# WHAT TO WORK ON:
Can you copy word for word the part of the swim meet article starting at "In Friday’s finals, the" and ending at "for everyone involved."?

Swim team takes second at state finals

Last Friday’s Girls 2A/3A Swimming and Diving Championships ended with Bainbridge finishing second to Bellevue, 227 to 232.

But it’s difficult to associate a team performance that produced three school records, three automatic high school All-American performances and six others that qualified for “consideration” status, an all-time 2A/3A state best and a host of lifetime best swims with the word “loss.”

“I didn’t feel upset by the end of the meet,” said sophomore Emily Silver, who was named co-swimmer of the meet. “We were winners even though we finished second.”

“It was really just a fun meet,” added her sister Helen.

The “fun” actually began the day before in the prelims. Emily had a quadrafecta in the 50 free – her 23.42 was a personal best, all-time 2A/3A meet best, school record and automatic All-American time. Her 50.58 an hour later produced a trifecta – personal best by nearly a second, school record and automatic All-American time. It was also just .04 off the all-time 2A/3A best. And when she saw her time on the scoreboard, her smile of joy was clearly visible in the furthest reaches of the cavernous structure.

In Friday’s finals, the Silvers had a hand in 189 of the team’s points in their final meet together. After seven years of swimming together with the Bainbridge Island Swim Club and later the Spartan varsity, Helen will leave to begin what should be a stellar collegiate career next fall.

But they made their last high school swim together – the meet’s final event, the 400 free relay – a memorable one.

Short of a disqualification or leg cramp, Bellevue had amassed enough points to ensure the top team trophy. So the relay was essentially a swim for pride. And the outcome provided plenty for everyone involved.

Emily swam her third sub-51-second 100 of the meet to give the team a slim lead over Anacortes and a half-pool-length margin over Bellevue. Rokeda Brownell – competing despite a knee injury – and Joy Miller both swam well to maintain the Spartans’ marginal advantage, with Miller dead even for much of her leg before pulling ever so slightly ahead on the final few strokes.

# SUPPLIED INFORMATION:
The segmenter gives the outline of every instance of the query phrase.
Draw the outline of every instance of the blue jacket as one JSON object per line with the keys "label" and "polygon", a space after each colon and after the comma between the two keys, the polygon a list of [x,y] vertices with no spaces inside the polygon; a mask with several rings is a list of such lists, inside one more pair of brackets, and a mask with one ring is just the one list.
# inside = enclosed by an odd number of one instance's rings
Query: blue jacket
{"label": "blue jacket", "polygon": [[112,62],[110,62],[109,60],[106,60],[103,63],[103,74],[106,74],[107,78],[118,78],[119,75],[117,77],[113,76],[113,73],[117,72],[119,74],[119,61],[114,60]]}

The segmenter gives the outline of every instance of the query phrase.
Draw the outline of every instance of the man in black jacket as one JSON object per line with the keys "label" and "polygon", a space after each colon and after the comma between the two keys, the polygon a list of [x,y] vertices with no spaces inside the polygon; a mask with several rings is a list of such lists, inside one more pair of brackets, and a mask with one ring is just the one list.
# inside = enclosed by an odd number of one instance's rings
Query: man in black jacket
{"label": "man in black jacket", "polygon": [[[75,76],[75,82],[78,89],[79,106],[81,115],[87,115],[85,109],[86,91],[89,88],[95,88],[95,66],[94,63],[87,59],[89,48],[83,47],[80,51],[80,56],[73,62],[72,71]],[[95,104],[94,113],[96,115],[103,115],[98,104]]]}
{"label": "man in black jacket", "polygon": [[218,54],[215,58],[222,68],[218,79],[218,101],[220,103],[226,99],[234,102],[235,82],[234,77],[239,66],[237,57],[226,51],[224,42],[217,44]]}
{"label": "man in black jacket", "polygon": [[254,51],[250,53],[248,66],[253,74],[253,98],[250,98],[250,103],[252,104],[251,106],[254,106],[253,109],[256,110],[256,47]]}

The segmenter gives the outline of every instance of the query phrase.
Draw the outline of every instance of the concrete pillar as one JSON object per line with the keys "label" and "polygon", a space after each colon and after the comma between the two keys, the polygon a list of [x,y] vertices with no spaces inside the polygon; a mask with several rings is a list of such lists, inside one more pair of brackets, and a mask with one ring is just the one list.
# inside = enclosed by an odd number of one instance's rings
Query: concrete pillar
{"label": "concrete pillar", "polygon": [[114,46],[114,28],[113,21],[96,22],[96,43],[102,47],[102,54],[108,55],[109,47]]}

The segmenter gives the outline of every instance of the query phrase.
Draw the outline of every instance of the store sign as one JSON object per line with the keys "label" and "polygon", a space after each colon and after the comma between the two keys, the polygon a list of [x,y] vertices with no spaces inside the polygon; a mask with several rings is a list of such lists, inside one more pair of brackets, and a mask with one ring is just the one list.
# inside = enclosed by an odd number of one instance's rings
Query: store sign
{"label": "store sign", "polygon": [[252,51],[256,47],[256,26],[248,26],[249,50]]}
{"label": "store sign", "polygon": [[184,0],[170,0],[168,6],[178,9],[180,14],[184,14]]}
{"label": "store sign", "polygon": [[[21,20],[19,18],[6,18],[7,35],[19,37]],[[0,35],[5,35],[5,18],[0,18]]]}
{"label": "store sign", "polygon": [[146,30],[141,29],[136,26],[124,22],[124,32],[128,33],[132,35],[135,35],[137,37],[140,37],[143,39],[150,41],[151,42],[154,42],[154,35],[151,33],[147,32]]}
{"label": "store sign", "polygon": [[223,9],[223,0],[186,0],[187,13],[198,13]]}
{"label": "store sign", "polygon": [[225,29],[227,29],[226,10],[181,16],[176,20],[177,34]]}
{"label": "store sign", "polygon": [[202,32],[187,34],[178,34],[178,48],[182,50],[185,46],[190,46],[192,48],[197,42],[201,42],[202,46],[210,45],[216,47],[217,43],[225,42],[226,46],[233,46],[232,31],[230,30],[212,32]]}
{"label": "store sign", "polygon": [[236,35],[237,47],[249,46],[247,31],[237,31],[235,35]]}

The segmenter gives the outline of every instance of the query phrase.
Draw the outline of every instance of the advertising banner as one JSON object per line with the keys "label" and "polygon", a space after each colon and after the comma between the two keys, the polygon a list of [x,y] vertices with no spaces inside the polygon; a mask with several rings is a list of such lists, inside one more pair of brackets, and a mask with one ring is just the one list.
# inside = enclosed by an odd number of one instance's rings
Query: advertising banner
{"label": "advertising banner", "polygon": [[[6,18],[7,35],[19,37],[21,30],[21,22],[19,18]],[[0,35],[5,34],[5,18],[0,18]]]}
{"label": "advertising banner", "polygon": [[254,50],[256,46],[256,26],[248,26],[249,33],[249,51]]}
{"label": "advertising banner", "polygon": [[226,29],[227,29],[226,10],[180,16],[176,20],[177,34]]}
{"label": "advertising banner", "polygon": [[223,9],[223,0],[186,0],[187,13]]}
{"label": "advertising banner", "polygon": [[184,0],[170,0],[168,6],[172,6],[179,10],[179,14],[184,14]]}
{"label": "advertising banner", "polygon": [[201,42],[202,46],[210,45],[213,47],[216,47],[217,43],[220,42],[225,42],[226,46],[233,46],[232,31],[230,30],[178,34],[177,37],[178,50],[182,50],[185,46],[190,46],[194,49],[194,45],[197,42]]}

# OUTPUT FOR THIS EXERCISE:
In Friday’s finals, the Silvers had a hand in 189 of the team’s points in their final meet together. After seven years of swimming together with the Bainbridge Island Swim Club and later the Spartan varsity, Helen will leave to begin what should be a stellar collegiate career next fall.

But they made their last high school swim together – the meet’s final event, the 400 free relay – a memorable one.

Short of a disqualification or leg cramp, Bellevue had amassed enough points to ensure the top team trophy. So the relay was essentially a swim for pride. And the outcome provided plenty for everyone involved.